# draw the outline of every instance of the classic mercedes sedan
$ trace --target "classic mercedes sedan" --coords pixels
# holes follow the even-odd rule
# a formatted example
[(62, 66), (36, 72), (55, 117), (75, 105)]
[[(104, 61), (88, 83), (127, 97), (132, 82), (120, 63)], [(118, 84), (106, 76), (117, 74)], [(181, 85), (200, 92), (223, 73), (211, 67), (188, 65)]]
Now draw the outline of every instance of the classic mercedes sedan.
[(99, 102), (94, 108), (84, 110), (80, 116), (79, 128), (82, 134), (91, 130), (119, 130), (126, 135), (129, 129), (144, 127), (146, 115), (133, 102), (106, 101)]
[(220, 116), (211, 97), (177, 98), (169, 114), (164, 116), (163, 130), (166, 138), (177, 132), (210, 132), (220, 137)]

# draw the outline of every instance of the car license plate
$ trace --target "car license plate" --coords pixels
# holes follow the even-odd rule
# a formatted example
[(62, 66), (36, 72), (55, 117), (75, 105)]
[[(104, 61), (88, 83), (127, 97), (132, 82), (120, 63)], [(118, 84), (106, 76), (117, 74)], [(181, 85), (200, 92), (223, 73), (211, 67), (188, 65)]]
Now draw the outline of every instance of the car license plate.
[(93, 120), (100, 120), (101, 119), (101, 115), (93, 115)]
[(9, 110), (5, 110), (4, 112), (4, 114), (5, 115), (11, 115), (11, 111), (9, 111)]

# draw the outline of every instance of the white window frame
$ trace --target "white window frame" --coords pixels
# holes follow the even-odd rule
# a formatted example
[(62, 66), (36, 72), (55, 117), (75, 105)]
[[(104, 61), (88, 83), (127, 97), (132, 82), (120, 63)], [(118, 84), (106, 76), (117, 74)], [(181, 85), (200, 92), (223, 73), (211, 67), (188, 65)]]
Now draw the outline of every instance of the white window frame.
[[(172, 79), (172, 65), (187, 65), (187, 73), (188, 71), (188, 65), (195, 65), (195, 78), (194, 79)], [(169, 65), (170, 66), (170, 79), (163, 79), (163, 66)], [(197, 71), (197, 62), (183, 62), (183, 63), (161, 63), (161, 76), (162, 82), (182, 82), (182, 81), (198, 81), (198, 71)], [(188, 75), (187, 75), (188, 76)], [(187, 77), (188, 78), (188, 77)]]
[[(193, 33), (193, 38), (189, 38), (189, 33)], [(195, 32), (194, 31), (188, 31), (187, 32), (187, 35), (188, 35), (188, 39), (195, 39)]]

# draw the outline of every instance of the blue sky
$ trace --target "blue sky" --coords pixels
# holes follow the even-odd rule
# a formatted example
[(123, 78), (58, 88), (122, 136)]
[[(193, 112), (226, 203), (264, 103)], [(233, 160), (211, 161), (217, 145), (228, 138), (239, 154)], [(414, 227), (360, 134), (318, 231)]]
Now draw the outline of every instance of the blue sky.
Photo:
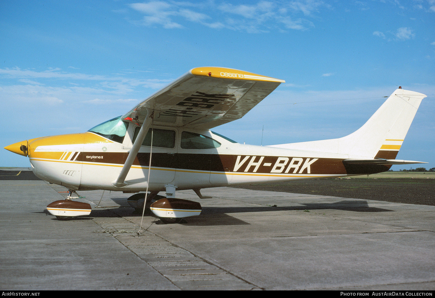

---+---

[PROBLEM TO SOLVE]
Return every line of the entries above as a JSON list of strings, one string per line, with blank lines omitted and the picture left out.

[FINISHED ANSWER]
[
  "# draw the outline of every instance of the classic mercedes sedan",
  "$ trace --target \"classic mercedes sedan\" --coords pixels",
  "# holes follow the even-odd rule",
  "# a formatted example",
  "[(62, 66), (36, 72), (55, 117), (75, 105)]",
  "[[(104, 61), (88, 83), (127, 97), (132, 82), (120, 63)], [(118, 84), (106, 76), (117, 74)], [(181, 85), (200, 92), (223, 73), (211, 67), (188, 65)]]",
  "Now draw the outline of every instance of the classic mercedes sedan.",
  "[(99, 102), (94, 108), (84, 110), (80, 116), (79, 128), (82, 134), (91, 130), (119, 130), (126, 135), (129, 129), (144, 127), (146, 115), (133, 102), (106, 101)]",
  "[(220, 116), (211, 97), (177, 98), (169, 114), (164, 116), (163, 130), (166, 138), (177, 132), (210, 132), (220, 137)]",
  "# draw the outline of every instance of the car license plate",
  "$ trace --target \"car license plate\" --coords pixels",
  "# holes follow the even-odd rule",
  "# a formatted example",
  "[(62, 66), (36, 72), (55, 117), (75, 105)]",
  "[[(104, 61), (88, 83), (127, 97), (132, 82), (120, 63)], [(118, 84), (106, 76), (117, 74)], [(181, 85), (200, 92), (223, 73), (211, 67), (188, 65)]]",
  "Now draw the outline of every instance of the car license plate.",
  "[(93, 120), (100, 120), (101, 119), (101, 115), (93, 115)]",
  "[(9, 110), (5, 110), (4, 112), (4, 114), (5, 115), (11, 115), (11, 111), (9, 111)]",
  "# draw the outline of every instance of the white window frame",
  "$ trace --target \"white window frame\" --coords pixels",
  "# holes follow the even-odd rule",
  "# a formatted example",
  "[(62, 66), (36, 72), (55, 117), (75, 105)]",
  "[[(104, 61), (88, 83), (127, 97), (132, 82), (120, 63)], [(118, 84), (106, 76), (117, 74)], [(181, 85), (200, 92), (223, 73), (211, 67), (188, 65)]]",
  "Now draw the outline of every instance of the white window frame.",
  "[[(172, 79), (172, 65), (187, 65), (187, 73), (188, 71), (188, 65), (195, 65), (195, 78), (194, 79)], [(169, 65), (170, 66), (170, 79), (163, 79), (163, 66)], [(197, 71), (197, 62), (183, 62), (183, 63), (161, 63), (161, 76), (162, 82), (182, 82), (182, 81), (198, 81), (198, 71)], [(188, 75), (187, 75), (188, 76)], [(187, 77), (188, 78), (188, 77)]]",
  "[[(193, 33), (193, 38), (189, 38), (189, 33)], [(195, 32), (194, 31), (188, 31), (187, 32), (187, 35), (188, 35), (188, 39), (195, 39)]]",
  "# draw the outline of every instance of the blue sky",
  "$ trace --target \"blue sky\" --coords pixels",
  "# holes follow the even-odd rule",
  "# a formatted example",
  "[(123, 78), (58, 88), (122, 136)]",
  "[[(193, 112), (226, 203), (264, 103)], [(233, 160), (211, 161), (217, 145), (228, 138), (239, 154)], [(414, 227), (360, 134), (318, 231)]]",
  "Now draw the outline of every instance of the blue sky.",
  "Photo:"
]